What is expected:
Your answer must be the records below, reproduced exactly.
----
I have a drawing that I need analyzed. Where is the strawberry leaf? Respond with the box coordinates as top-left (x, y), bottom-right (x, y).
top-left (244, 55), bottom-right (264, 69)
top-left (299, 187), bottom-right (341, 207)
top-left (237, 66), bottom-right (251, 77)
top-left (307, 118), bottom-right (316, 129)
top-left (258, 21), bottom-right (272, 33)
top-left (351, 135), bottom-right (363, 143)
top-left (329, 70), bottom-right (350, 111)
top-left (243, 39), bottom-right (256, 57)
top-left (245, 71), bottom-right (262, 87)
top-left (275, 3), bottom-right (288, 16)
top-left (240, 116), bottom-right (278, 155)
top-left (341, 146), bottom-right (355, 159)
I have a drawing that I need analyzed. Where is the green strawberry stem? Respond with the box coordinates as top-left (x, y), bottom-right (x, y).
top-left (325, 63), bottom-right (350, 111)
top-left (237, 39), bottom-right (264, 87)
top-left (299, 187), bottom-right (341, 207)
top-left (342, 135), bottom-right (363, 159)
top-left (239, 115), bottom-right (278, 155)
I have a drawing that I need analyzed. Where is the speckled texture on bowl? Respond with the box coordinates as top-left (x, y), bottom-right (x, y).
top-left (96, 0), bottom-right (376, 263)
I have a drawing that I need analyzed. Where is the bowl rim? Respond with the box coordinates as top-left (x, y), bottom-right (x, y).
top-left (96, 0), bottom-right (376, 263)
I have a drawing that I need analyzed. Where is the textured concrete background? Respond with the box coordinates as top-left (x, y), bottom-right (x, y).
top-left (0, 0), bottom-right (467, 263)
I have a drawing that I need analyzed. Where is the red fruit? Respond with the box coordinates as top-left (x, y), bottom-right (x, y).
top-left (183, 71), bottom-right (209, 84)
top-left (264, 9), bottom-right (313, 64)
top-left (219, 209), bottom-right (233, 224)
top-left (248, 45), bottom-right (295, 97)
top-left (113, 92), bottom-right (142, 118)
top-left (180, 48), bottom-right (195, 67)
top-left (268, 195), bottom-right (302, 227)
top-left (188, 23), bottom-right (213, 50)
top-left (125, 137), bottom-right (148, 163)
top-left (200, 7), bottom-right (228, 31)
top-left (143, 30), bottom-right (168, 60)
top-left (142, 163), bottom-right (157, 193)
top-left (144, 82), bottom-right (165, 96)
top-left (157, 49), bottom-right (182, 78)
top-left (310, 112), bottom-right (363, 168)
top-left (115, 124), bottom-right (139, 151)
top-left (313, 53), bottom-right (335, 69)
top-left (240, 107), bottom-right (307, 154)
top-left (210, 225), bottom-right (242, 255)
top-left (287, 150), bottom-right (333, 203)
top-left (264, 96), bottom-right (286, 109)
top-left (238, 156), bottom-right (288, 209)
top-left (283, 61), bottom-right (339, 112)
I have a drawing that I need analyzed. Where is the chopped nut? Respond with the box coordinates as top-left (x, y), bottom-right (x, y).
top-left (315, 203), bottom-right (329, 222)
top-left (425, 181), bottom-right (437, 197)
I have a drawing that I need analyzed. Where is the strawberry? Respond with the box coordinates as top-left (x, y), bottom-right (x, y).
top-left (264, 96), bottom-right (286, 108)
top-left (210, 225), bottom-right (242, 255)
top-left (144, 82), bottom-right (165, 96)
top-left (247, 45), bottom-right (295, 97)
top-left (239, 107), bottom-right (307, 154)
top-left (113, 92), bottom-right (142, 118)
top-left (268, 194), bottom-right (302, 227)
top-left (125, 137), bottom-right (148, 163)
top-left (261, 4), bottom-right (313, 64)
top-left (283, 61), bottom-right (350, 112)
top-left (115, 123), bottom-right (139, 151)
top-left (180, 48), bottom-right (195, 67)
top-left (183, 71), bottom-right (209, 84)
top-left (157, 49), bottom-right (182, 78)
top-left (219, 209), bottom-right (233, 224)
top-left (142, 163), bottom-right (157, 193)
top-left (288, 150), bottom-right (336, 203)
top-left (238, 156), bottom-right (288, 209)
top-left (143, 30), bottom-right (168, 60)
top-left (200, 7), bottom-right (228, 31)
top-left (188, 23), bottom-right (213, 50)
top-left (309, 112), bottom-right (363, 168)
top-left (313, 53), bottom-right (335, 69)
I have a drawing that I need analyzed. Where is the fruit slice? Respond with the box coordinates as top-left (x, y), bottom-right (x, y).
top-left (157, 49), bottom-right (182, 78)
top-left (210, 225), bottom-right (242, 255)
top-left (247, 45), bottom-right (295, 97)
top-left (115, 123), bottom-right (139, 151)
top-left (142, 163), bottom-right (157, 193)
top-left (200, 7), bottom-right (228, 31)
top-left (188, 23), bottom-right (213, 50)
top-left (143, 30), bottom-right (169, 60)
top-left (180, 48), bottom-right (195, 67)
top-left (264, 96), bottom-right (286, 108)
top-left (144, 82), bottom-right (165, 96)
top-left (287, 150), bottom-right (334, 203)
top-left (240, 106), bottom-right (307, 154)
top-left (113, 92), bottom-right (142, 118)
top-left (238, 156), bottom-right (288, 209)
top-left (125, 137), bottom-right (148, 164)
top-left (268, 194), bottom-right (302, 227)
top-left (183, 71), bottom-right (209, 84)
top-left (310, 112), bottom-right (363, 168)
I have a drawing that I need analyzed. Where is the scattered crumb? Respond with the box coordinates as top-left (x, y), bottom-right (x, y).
----
Response:
I have a drawing that I need analyzed. Where is the strawberry leaf? Respond with the box coordinates as top-left (x, y), bottom-right (x, y).
top-left (244, 55), bottom-right (264, 69)
top-left (299, 187), bottom-right (341, 207)
top-left (237, 66), bottom-right (251, 77)
top-left (307, 118), bottom-right (316, 129)
top-left (258, 21), bottom-right (272, 33)
top-left (351, 135), bottom-right (363, 143)
top-left (329, 70), bottom-right (350, 111)
top-left (243, 39), bottom-right (256, 57)
top-left (245, 71), bottom-right (262, 87)
top-left (275, 3), bottom-right (288, 16)
top-left (240, 116), bottom-right (278, 155)
top-left (341, 146), bottom-right (355, 159)
I have a drawing that I need analyzed. Where is the green strawberry stem? Respond with the box coordinates as top-left (x, y), bottom-right (x, y).
top-left (325, 63), bottom-right (350, 111)
top-left (237, 39), bottom-right (264, 87)
top-left (299, 187), bottom-right (341, 207)
top-left (342, 135), bottom-right (363, 159)
top-left (239, 115), bottom-right (278, 155)
I have a drawing that I need analyzed. Where is the speckled texture on bowl? Respond with the box coordinates as top-left (x, y), bottom-right (x, y).
top-left (96, 0), bottom-right (376, 263)
I have a drawing that I need analyzed. Where is the bowl rim? Respond with the box coordinates as top-left (x, y), bottom-right (x, y).
top-left (96, 0), bottom-right (376, 263)
I have a drawing that I need analyzed. Where is the textured concrete background? Respond with the box coordinates as top-left (x, y), bottom-right (x, y).
top-left (0, 0), bottom-right (467, 263)
I have a drawing that I need analyzed. Where is the red fruit? Respond with the box coordinates as top-left (x, y), bottom-right (x, y).
top-left (183, 71), bottom-right (209, 84)
top-left (264, 9), bottom-right (313, 64)
top-left (219, 209), bottom-right (233, 224)
top-left (248, 45), bottom-right (295, 97)
top-left (113, 92), bottom-right (142, 118)
top-left (180, 48), bottom-right (195, 67)
top-left (268, 195), bottom-right (302, 227)
top-left (188, 23), bottom-right (213, 50)
top-left (125, 137), bottom-right (148, 163)
top-left (200, 7), bottom-right (228, 31)
top-left (143, 30), bottom-right (168, 60)
top-left (142, 163), bottom-right (157, 193)
top-left (144, 82), bottom-right (165, 96)
top-left (157, 49), bottom-right (182, 78)
top-left (310, 112), bottom-right (363, 168)
top-left (115, 124), bottom-right (139, 151)
top-left (313, 53), bottom-right (335, 69)
top-left (240, 107), bottom-right (307, 154)
top-left (210, 225), bottom-right (242, 255)
top-left (287, 150), bottom-right (333, 203)
top-left (264, 96), bottom-right (286, 109)
top-left (238, 156), bottom-right (288, 209)
top-left (283, 61), bottom-right (339, 112)
I have a drawing that I need analyzed. Where is the chopped nut? Respond with the box coordinates as top-left (x, y), bottom-right (x, y).
top-left (315, 203), bottom-right (329, 222)
top-left (425, 181), bottom-right (437, 197)
I have a drawing that I need analyzed. Where is the strawberry? Respond with the box coordinates as top-left (x, y), bottom-right (x, y).
top-left (264, 96), bottom-right (286, 108)
top-left (210, 225), bottom-right (242, 255)
top-left (144, 82), bottom-right (165, 96)
top-left (247, 45), bottom-right (295, 97)
top-left (239, 107), bottom-right (307, 154)
top-left (113, 92), bottom-right (142, 118)
top-left (268, 194), bottom-right (302, 227)
top-left (125, 137), bottom-right (148, 163)
top-left (261, 4), bottom-right (313, 64)
top-left (283, 61), bottom-right (350, 112)
top-left (115, 123), bottom-right (139, 151)
top-left (180, 48), bottom-right (195, 67)
top-left (183, 71), bottom-right (209, 84)
top-left (157, 49), bottom-right (182, 78)
top-left (219, 209), bottom-right (233, 224)
top-left (142, 163), bottom-right (157, 193)
top-left (288, 150), bottom-right (336, 203)
top-left (238, 156), bottom-right (288, 209)
top-left (143, 30), bottom-right (168, 60)
top-left (200, 7), bottom-right (228, 31)
top-left (188, 23), bottom-right (213, 50)
top-left (309, 112), bottom-right (363, 168)
top-left (313, 53), bottom-right (335, 69)
I have a drawing that I need analyzed. Where is the fruit slice? Respond with the box coordinates as top-left (x, y), bottom-right (x, y).
top-left (157, 49), bottom-right (182, 78)
top-left (210, 225), bottom-right (242, 255)
top-left (247, 45), bottom-right (295, 97)
top-left (115, 123), bottom-right (139, 151)
top-left (142, 163), bottom-right (157, 193)
top-left (200, 7), bottom-right (228, 31)
top-left (188, 23), bottom-right (213, 50)
top-left (143, 30), bottom-right (169, 60)
top-left (180, 48), bottom-right (195, 67)
top-left (264, 96), bottom-right (286, 108)
top-left (144, 82), bottom-right (165, 96)
top-left (287, 150), bottom-right (334, 203)
top-left (240, 106), bottom-right (307, 154)
top-left (113, 92), bottom-right (142, 118)
top-left (238, 156), bottom-right (288, 209)
top-left (125, 137), bottom-right (148, 164)
top-left (268, 194), bottom-right (302, 227)
top-left (183, 71), bottom-right (209, 84)
top-left (310, 112), bottom-right (363, 168)
I have a drawing that I need analyzed. Where is the scattered crumb? Respond with the box coordinates as top-left (x, y), bottom-right (x, y).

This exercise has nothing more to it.